DOCUMENT TEXT:
= Beginning of Section =

Thirty metres under the sea ice

Divers from the Australian Antarctic Division’s (AAD) Environmental Protection and Change programme ventured into the seldom visited but fascinating under-ice marine environment off Casey last summer. The team supported a variety of national and international research projects investigating the biodiversity of nearshore Antarctic marine ecosystems, and the effects of human activity on these systems at local and global scales.

Research diving under Antarctic sea ice represents the culmination of a lot of personal preparation and team endeavour. Each diver undergoes pre-trip familiarisation training and dive medicals, in addition to the normal pre-trip medicals and training. Equipment is tested, checked and re-checked at Kingston, and once again when we arrive on station.

Not long after our arrival at Casey, a drilling team was out on the sea ice surveying access routes and digging holes through the 1.3–2m thick sea ice. More than 80 holes (90 cm diameter) were drilled through the sea ice, both for divers and to deploy equipment and instruments, such as sediment traps and oxygen probes.

Safety is paramount and each diver undergoes multiple checks as their ‘tender’ assists them into their dry suit and dive harness, and helps them shuffle to the dive hole. Once in the water you are released from the awkwardness and the pull of the massive weights needed to counteract the dry suit buoyancy, and can float freely and comfortably in the −1.85° C waters. After descending 1–2 m through an icy, water filled tunnel, you enter one of the world’s most rarely visited and spectacular environments.

At first it’s very dark. The sea ice filters out a lot of sunlight, initially creating a mysterious, eerie gloom. Your eyes adjust quickly, however, revealing a brightly coloured world as you descend to depths of up to 30 m. Red, green, yellow and orange sponges, crimson sea urchins, pink and orange sea anemones, white fan worms, colourful sea stars and red, green and brown algae can cover any rocky surface. Sea-mice (burrowing urchins) and giant worms, metres long, crawl through the muddy sediments. The water itself is amongst the clearest in the world, and even with the low light levels, visibility of 50 m or more is common. Looking upwards provides a vivid reminder of where you are. Pools of trapped air move about like puddles of mercury on the thick icy roof and sunlight streams through the dive holes, sending brilliant columns of light to the sea floor below.

= End of Section =

EXERCISE REQUIREMENTS: Can you quote the stretch from "Divers from the" through "arrive on station." in the article on diving under Antarctic sea ice? The listing that comes after this has nothing to do with the article on diving under Antarctic sea ice.

DATASET CONTENT:

= Beginning of Section =

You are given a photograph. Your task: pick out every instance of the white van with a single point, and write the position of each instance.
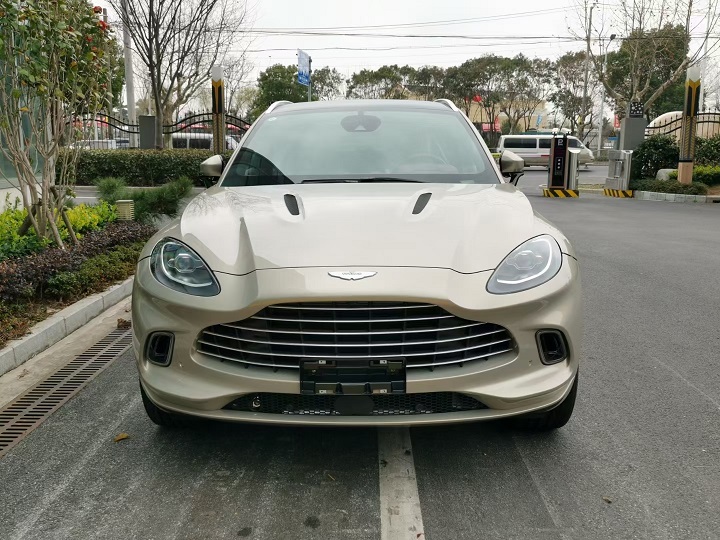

= End of Section =

SOLUTION BELOW:
Divers from the Australian Antarctic Division’s (AAD) Environmental Protection and Change programme ventured into the seldom visited but fascinating under-ice marine environment off Casey last summer. The team supported a variety of national and international research projects investigating the biodiversity of nearshore Antarctic marine ecosystems, and the effects of human activity on these systems at local and global scales.

Research diving under Antarctic sea ice represents the culmination of a lot of personal preparation and team endeavour. Each diver undergoes pre-trip familiarisation training and dive medicals, in addition to the normal pre-trip medicals and training. Equipment is tested, checked and re-checked at Kingston, and once again when we arrive on station.